** SHORT PROBLEM **
Select every line in the records that contains the word "bowl", matching case exactly, and copy each such line.

** Dataset rows **
=-=-=

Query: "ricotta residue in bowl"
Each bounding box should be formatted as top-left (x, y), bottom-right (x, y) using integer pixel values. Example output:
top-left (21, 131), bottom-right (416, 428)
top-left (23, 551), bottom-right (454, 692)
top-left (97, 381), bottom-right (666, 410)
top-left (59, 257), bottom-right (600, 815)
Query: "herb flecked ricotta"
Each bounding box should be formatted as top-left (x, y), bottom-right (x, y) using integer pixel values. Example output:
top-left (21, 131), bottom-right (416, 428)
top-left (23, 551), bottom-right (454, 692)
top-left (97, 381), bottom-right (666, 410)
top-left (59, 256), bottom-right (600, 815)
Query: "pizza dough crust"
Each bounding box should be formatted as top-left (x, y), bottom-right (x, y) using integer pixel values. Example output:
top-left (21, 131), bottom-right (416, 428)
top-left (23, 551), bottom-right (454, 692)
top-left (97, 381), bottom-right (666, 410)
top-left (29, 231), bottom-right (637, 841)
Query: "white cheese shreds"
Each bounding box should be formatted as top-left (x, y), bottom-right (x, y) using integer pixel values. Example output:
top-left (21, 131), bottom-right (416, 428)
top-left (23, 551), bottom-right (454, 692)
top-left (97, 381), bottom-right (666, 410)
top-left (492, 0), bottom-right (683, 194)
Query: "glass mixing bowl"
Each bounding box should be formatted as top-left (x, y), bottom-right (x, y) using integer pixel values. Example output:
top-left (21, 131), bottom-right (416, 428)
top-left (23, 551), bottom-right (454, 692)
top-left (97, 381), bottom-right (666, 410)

=-=-=

** REPLY TO THE TASK **
Query: "ricotta residue in bowl"
Query: "glass mixing bowl"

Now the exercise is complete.